EXERCISE GOAL
Write the data out again exactly, dropping any images it holds.

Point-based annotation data

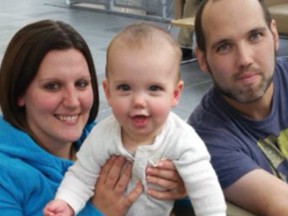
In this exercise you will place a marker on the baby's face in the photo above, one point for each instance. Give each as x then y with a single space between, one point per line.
142 87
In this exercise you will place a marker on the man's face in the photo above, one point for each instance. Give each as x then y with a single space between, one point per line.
240 48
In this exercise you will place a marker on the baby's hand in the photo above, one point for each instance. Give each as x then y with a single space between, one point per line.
58 208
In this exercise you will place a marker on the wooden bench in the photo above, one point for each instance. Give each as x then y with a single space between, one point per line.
187 22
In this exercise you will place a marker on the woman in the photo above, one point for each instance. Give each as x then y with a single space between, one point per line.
49 99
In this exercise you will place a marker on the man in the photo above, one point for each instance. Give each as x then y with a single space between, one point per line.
243 118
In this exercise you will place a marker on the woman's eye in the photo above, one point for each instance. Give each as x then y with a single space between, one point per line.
123 87
255 36
52 86
82 84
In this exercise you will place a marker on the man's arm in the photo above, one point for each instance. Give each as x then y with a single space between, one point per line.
259 192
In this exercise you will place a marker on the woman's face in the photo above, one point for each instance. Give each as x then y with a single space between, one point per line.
59 99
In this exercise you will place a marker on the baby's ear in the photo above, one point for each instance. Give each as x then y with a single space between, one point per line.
21 101
177 93
201 59
105 85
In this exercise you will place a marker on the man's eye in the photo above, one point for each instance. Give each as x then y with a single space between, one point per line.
223 48
123 87
155 88
255 36
52 86
82 83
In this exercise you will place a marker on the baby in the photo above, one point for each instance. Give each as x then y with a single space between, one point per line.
142 85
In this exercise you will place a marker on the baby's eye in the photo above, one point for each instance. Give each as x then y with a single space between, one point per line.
82 83
123 87
155 88
52 86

FINAL RESULT
In this exercise you will place a marker on the baby's face in the photo above, one point for each instance. Give each as x then y with a single space between, one point per line.
142 87
In this exercise you will place a marker on the man's face in the photo above, one point for each instance. Give each as x then y with a single space between, one point per line.
240 48
In this exercise you will place a marker on the baby's hand in the photo above, one point for each instance. Give each as x then y with a single space between, one point per line.
58 208
In this exercise you will place a marker on the wooden bench in the photo above, one point for each instance. Give each as x then y with a single space between, one point per line.
187 22
In this exercise you will place a marker on the woman in the photo above, one point for each instance. Give each as x then y with a single space between, one point per line.
49 99
In this exercise you will place a marker on the man in the photo above, one point for each instance. Give each as x then y with a single space between, one point per line.
243 118
In this exercise you will place a marker on the woman's eye in the photo above, one point for each instance. Give each as x then y with a single space between, one point per line.
123 87
255 36
52 86
82 84
In this exercise you will place a marker on the man's arm in the photo above, one point for each instance. Give each as x then y with a single space between, one point per line.
259 192
In this exercise you will place a marker on the woman's face in the photo above, one point for each instance. Give each as x then y with a single space between, one point per line.
59 99
In this exercise you will place a marker on the baby's ear in the photo above, one point for each instance. Give each as x then y with a single space between, one point per line.
21 101
177 93
201 59
105 85
In this exercise you will place a marker on the man's eye in the photo above, one point for each instance. Give each as x then y with a single space between, one point per line.
223 48
123 87
155 88
255 36
52 86
82 83
In this exercise you will place a marker on the baby in the photo above, one point for each instance. Give each as x then y with a single space between, one point per line.
142 85
In this exercise you will place a marker on the baby's eye in the photo above, one point for each instance. Give each as x then y with a single space between, one point per line.
82 83
123 87
155 88
52 86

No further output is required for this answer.